**WHAT THE EXERCISE ASKS:**
In the data below, find every line with the word "hillside" and copy it.

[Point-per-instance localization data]
#####

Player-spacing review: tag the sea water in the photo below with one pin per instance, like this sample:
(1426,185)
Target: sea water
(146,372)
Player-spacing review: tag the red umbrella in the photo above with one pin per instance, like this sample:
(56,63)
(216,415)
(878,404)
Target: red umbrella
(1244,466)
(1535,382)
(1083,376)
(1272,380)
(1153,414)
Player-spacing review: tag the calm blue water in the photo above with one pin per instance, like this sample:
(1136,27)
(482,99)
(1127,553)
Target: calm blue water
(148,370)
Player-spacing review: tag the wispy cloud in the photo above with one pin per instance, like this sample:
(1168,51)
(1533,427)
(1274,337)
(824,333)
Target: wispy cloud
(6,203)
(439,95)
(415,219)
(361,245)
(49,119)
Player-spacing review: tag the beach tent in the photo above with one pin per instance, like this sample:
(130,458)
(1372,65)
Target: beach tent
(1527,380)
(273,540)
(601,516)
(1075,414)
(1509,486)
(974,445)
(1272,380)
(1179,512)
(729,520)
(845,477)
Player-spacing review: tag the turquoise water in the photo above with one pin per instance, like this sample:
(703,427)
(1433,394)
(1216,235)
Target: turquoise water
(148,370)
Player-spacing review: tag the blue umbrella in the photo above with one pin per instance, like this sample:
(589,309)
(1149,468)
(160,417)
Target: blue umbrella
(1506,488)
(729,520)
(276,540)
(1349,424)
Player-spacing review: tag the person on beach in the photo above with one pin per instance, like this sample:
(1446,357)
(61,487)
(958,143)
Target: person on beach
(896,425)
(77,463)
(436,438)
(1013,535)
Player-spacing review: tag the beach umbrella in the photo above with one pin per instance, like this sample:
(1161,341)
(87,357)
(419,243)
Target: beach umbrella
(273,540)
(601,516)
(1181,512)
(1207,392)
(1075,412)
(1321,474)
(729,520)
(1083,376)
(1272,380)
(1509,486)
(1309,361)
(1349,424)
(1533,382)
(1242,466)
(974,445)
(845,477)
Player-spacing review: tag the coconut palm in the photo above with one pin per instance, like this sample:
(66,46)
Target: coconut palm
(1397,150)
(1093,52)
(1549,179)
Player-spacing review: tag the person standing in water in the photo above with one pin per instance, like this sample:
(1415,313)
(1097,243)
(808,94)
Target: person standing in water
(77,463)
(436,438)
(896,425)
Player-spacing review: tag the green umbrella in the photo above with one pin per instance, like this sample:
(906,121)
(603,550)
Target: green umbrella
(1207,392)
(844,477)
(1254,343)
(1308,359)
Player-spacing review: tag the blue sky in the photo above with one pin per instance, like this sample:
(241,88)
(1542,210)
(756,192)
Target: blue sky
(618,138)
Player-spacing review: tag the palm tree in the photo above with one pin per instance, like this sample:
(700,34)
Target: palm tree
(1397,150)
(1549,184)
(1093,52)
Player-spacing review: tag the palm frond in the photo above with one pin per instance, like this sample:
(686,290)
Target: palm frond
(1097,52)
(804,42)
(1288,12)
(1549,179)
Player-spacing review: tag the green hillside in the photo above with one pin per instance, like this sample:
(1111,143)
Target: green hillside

#####

**OUTPUT FOR THIS EXERCISE:**
Player-spacing review: tag the green hillside in the photo above with one pin per instance, like this sample:
Target: green hillside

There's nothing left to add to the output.